Goal of the exercise: Give back exactly the lines running from the line with "Where can the chef's" to the end of the entries, and only those lines.

── Records provided ──

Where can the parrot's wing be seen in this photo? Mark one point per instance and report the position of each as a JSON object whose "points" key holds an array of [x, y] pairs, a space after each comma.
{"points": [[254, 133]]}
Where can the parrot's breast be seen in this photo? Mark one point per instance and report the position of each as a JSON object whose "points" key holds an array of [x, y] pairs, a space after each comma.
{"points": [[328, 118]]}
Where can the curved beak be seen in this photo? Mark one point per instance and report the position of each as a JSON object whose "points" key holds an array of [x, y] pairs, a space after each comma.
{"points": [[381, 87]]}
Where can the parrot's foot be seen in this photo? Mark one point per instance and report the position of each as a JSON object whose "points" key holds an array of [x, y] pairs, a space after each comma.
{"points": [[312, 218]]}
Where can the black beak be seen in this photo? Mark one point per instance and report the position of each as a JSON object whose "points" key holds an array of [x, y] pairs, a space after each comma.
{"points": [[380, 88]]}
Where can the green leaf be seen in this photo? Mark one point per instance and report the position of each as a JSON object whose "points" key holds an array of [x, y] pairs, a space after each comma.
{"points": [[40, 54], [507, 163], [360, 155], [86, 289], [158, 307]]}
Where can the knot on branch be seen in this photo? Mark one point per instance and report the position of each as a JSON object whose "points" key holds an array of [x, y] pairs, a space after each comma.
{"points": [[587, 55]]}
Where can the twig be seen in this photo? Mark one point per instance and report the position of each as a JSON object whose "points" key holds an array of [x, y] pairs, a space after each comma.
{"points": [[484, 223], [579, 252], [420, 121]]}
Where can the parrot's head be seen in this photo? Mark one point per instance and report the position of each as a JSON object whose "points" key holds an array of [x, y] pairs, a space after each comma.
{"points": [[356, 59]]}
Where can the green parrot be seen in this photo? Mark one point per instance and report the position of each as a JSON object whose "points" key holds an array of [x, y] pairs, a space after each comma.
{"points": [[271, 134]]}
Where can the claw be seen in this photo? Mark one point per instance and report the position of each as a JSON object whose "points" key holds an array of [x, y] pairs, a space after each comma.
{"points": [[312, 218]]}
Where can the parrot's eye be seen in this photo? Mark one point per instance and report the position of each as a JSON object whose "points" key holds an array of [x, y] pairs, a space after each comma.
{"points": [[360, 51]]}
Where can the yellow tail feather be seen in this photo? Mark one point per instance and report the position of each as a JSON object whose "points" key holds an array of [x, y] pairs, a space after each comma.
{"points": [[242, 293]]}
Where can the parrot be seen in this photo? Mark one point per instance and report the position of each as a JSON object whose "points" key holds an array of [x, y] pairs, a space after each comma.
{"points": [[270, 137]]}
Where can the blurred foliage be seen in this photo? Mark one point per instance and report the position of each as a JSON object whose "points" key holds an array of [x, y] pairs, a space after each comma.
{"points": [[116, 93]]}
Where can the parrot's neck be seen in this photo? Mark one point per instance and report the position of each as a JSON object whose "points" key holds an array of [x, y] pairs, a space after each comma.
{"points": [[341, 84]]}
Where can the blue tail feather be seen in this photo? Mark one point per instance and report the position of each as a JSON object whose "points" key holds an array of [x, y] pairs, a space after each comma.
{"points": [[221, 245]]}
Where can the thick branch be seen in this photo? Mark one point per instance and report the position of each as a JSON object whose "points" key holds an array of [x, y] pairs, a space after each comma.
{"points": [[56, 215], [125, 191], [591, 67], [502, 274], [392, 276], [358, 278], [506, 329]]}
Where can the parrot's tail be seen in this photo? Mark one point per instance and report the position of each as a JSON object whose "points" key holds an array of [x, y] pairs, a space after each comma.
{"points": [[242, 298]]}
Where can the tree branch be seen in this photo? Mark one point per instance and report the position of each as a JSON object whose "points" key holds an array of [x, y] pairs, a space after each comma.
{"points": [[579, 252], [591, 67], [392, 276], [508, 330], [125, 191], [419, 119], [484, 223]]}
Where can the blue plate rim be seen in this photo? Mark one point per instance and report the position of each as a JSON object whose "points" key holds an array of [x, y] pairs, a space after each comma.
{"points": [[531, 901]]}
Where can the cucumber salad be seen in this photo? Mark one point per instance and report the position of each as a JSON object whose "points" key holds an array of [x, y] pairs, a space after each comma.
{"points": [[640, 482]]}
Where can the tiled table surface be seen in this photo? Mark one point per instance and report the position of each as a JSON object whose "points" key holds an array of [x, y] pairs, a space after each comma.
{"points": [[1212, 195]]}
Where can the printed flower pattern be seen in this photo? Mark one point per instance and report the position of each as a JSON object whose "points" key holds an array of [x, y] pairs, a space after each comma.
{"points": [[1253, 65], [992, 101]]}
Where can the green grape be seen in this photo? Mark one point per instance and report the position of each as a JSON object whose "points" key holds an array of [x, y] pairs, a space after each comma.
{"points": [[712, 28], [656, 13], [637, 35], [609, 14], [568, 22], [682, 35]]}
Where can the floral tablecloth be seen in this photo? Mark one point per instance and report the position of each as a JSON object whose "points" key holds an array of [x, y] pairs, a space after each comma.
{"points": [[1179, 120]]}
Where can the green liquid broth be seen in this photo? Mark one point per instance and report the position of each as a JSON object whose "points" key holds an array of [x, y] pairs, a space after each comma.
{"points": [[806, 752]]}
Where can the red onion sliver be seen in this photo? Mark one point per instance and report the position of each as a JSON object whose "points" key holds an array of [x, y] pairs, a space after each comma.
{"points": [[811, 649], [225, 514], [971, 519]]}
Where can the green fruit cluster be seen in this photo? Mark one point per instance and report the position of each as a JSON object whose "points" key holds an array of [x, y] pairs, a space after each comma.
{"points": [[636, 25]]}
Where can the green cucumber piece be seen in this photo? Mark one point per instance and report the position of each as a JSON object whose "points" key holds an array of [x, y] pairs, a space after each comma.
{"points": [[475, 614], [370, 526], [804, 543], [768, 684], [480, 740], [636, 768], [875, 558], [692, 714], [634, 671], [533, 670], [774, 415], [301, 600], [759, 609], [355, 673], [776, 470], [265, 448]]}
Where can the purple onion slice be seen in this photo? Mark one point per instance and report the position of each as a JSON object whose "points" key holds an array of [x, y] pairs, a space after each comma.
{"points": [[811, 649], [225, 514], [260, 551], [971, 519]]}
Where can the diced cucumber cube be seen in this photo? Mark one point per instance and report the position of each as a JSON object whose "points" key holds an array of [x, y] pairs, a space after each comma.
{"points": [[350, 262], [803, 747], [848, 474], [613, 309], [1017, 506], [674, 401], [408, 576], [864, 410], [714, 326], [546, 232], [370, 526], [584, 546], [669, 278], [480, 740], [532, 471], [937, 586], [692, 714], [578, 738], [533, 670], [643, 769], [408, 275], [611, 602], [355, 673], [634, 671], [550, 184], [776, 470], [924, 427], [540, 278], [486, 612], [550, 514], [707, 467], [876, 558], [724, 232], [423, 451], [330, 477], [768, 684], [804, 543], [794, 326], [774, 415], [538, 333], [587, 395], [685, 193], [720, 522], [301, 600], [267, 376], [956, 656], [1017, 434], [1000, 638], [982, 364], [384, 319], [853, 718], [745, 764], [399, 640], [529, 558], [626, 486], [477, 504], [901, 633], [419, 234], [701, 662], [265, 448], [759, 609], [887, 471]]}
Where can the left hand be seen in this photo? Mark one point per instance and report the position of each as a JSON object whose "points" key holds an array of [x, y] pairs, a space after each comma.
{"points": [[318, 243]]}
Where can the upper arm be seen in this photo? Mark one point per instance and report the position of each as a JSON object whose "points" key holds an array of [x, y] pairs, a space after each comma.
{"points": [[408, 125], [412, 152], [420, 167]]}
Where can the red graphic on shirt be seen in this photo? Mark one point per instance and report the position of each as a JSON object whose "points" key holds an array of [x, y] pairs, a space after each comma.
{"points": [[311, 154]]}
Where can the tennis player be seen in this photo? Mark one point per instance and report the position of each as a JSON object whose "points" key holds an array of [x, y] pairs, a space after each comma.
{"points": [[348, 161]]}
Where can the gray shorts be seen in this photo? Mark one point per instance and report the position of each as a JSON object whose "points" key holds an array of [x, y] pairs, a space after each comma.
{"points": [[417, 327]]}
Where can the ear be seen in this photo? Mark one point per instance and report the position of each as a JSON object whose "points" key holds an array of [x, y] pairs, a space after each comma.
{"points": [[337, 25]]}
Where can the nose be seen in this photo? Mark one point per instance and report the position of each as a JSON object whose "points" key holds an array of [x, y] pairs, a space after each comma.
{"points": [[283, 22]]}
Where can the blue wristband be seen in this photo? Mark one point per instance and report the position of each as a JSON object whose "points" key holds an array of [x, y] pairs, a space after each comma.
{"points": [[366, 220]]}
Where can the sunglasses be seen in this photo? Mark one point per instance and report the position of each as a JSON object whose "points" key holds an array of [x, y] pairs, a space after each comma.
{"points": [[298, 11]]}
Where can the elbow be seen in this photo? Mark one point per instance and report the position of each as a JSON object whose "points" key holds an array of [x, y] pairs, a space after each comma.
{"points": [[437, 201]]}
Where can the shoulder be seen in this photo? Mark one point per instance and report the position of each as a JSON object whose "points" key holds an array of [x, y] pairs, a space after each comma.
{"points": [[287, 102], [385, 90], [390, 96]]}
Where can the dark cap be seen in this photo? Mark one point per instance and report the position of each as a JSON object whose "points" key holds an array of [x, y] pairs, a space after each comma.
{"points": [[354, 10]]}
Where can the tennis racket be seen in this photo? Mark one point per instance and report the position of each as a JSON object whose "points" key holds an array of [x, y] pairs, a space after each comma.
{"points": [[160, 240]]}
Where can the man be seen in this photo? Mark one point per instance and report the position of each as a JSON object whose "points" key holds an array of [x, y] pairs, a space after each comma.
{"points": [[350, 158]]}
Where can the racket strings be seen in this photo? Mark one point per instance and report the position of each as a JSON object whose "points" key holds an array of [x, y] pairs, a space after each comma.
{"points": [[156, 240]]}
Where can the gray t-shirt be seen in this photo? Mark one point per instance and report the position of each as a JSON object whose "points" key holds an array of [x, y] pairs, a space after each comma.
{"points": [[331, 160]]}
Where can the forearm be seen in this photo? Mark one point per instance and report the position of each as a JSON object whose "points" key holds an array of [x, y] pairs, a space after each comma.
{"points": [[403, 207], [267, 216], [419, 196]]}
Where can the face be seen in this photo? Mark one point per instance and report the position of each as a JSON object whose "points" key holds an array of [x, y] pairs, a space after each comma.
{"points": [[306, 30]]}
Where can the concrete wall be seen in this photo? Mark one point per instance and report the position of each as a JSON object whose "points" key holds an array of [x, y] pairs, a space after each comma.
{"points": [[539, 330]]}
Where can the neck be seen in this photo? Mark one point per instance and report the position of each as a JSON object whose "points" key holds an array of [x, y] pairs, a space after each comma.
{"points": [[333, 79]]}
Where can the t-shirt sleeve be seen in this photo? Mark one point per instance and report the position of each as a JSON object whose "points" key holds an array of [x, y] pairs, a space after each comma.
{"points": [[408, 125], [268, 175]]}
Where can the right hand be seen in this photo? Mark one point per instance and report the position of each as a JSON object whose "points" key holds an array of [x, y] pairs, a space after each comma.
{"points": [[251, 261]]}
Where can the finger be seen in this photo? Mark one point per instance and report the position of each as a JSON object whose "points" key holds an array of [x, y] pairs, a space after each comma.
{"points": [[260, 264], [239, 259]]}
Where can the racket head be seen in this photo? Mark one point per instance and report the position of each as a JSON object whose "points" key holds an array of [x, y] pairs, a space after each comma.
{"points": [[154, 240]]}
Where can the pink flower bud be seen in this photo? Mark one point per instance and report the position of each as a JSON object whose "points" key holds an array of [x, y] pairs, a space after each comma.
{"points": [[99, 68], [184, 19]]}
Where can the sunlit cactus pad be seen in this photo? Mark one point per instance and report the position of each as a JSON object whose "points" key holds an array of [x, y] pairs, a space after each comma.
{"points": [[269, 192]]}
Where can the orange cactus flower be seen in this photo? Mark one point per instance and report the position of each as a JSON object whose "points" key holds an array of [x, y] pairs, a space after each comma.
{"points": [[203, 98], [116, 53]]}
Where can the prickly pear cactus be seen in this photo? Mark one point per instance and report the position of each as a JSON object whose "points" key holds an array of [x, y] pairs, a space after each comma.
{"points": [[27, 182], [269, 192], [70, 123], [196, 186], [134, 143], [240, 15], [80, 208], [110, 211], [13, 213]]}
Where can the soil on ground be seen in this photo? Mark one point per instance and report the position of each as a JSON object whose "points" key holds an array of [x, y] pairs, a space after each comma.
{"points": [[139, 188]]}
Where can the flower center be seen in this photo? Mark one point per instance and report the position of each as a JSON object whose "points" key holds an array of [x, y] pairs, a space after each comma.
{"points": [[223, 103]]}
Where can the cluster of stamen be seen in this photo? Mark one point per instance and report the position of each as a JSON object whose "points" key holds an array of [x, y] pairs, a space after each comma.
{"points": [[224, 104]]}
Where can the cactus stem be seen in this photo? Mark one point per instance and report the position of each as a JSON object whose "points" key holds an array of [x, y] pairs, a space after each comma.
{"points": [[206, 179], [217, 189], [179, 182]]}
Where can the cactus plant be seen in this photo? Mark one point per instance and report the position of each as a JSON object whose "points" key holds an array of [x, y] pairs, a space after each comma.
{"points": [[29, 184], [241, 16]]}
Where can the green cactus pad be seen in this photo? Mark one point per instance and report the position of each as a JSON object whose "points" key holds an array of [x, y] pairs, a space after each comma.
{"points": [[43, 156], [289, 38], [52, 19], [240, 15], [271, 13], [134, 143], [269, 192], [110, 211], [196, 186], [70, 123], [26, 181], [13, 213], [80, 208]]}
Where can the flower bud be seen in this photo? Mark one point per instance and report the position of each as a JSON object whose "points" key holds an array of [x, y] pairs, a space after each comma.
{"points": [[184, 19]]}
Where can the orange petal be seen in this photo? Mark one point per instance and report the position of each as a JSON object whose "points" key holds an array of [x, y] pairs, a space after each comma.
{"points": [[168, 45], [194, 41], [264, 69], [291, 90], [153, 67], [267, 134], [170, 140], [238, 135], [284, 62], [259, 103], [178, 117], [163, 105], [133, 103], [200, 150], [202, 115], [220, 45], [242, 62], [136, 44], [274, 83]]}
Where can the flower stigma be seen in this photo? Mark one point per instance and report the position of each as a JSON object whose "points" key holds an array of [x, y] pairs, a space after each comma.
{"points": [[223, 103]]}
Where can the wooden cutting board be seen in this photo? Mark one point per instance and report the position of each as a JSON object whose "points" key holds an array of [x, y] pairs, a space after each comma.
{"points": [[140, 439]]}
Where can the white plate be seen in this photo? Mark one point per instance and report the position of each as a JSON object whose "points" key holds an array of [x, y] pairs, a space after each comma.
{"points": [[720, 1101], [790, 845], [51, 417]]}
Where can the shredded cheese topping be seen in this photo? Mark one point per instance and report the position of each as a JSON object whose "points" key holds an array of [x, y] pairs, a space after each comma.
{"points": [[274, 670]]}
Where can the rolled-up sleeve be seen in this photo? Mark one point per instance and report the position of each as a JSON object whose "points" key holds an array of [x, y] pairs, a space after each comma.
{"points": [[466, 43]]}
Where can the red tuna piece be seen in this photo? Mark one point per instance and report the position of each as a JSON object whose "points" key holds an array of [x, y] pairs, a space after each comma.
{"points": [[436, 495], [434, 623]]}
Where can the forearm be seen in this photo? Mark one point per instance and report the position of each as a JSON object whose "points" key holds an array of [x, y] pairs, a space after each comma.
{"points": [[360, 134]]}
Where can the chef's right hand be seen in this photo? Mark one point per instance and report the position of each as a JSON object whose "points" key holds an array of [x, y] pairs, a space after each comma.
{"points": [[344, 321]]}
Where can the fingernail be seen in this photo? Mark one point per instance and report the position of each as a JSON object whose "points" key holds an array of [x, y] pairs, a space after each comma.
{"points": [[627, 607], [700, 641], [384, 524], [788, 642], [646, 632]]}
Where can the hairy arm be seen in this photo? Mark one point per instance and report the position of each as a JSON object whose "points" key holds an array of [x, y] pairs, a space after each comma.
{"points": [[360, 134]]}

───

Full output:
Where can the chef's right hand be seen in this photo? Mark one point per instance and report the position of each as a JSON object whose "points" key holds an array of [x, y] pairs, a space after each comma.
{"points": [[344, 321]]}
Where can the fingernail be seen in this photo? Mark one point per instance and report the position of each as a JSON object whose "points" key holds an array of [x, y] pairs, a space after each comma.
{"points": [[627, 607], [700, 641], [384, 524], [788, 642], [646, 632]]}
Where can the hairy arm be seen in this photo? Mark one point per instance and report the position of each as a JSON object whose "points" key holds an array of [x, y] pairs, a space after each comma.
{"points": [[360, 134]]}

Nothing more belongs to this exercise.